* **Parts of the exercise**:
1) Answer these questions from the text on Kenya's PrEP rollout.
(a) What position does Dr Sarah Masyuko hold?
(b) With which parties is the Ministry of Health consulting to secure long-term financing for PrEP?
(c) How do the Kenya national guidelines define the persons eligible for PrEP?
2) Continue the text on Kenya's PrEP rollout from where it stops.

* **Study text**:
Dr Sarah Masyuko, NASCOP’s HIV testing and PrEP Manager, gave a keynote at the convening.
The first phase of communications and advocacy on PrEP had been hugely successful, she noted, with widespread media and social media engagement reaching all corners of the country. On the sustainability question raised by civil society, Dr Masyuko said the Ministry of Health is holding consultations with PEPFAR, The Global Fund, and private companies in Kenya to secure long-term financing for PrEP.
“PrEP rollout is unlike any other,” she noted, citing difficulties with gathering reliable data for an intervention that people can get on and off at will. She said the government is looking into an electronic system with unique identifiers that will help better track users nationwide. She challenged implementing partners to do even more to reach communities with accurate messages on PrEP and HIV self-testing, and that dispel rumours and misconceptions that stand in the way of uptake among eligble persons, defined in the Kenya national guidelines as anyone at substantial ongoing risk of HIV infection.

* **Extracted information**:

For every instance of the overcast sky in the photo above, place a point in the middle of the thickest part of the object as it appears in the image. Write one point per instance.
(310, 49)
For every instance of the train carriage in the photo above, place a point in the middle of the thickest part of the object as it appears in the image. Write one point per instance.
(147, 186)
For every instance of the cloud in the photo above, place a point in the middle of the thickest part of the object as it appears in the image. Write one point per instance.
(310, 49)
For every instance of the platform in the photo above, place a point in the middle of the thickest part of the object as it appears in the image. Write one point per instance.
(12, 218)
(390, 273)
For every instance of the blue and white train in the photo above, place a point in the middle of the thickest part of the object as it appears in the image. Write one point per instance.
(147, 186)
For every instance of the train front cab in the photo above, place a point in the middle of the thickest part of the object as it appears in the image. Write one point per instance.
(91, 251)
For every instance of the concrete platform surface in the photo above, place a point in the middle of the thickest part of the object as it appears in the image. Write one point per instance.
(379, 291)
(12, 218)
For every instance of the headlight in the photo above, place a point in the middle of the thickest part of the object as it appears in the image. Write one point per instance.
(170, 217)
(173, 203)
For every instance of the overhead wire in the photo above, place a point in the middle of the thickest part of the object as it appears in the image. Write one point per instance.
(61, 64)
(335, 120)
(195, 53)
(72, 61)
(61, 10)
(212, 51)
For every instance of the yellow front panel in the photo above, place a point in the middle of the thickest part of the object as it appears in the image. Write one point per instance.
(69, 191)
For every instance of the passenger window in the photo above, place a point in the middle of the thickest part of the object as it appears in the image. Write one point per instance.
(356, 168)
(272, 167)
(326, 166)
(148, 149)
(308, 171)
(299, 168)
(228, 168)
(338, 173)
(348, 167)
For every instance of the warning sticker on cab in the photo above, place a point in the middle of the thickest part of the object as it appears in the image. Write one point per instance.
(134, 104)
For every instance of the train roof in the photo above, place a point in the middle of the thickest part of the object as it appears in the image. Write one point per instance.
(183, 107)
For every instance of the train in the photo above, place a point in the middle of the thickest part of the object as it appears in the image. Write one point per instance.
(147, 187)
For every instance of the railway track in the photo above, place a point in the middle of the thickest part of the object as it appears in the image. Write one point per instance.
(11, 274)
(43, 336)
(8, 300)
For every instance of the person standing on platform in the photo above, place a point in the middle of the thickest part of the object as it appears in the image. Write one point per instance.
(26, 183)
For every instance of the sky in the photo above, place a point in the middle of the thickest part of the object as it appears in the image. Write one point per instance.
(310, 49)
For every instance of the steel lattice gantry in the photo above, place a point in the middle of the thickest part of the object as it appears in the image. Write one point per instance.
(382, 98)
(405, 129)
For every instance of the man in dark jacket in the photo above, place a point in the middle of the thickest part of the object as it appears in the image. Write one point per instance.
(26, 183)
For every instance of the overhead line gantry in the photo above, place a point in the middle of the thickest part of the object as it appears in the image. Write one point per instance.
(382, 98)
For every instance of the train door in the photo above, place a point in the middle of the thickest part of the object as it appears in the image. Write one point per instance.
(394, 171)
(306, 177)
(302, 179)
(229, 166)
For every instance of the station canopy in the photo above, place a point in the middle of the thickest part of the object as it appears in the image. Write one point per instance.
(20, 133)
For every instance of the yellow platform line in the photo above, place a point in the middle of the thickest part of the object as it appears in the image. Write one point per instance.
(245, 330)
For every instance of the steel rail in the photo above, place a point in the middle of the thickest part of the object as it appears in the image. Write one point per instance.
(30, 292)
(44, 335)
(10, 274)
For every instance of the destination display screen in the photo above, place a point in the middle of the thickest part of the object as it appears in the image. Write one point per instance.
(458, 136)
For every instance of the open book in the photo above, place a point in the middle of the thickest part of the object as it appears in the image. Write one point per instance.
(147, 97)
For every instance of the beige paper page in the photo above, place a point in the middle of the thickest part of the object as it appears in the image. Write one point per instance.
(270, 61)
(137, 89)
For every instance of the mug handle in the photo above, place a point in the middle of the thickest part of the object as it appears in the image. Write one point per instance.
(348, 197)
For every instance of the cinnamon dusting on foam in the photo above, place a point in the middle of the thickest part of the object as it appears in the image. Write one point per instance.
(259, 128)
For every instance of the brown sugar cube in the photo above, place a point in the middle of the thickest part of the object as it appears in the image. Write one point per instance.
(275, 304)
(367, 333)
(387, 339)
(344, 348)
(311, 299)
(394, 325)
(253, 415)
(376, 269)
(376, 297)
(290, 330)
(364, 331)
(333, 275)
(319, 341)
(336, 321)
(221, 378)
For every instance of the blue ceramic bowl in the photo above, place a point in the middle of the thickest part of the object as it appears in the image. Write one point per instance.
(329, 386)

* **Answer section**:
1)
(a) She is NASCOP's HIV testing and PrEP Manager.
(b) PEPFAR, The Global Fund, and private companies in Kenya.
(c) As anyone at substantial ongoing risk of HIV infection.

2)
This background information provided the platform for a robust discussion of what’s working—and what else is needed. Civil society representatives were clear that PrEP messages needed to be highly tailored and that organizations with different positions in the communities needed to have the right infomation to deliver through trusted channels. This could mean fine-tuned messages that go beyond the category of “adolescent girl or young woman,” “sex worker,” or “MSM” to consider other life circumstances—how openly a person is living with his or her identity, their community support, their influencers, et cetera. Some of this work is underway; much more will come from civil society groups leading work on the ground and feeding back on what works and what doesn’t.
From the convening, Peter Mogere, lead pharmacist at the Partners Scale Up Project and 2017 AVAC Fellow, presented a 9-point list of ‘Civil Society Asks’ to the National Technical Working Group (TWG) on PrEP, on 7 July. Along with allocating domestic resources for PrEP, the asks focus on community engagement at the grassroots level; health care provider training; and combating human rights violations, stigma and discrimination.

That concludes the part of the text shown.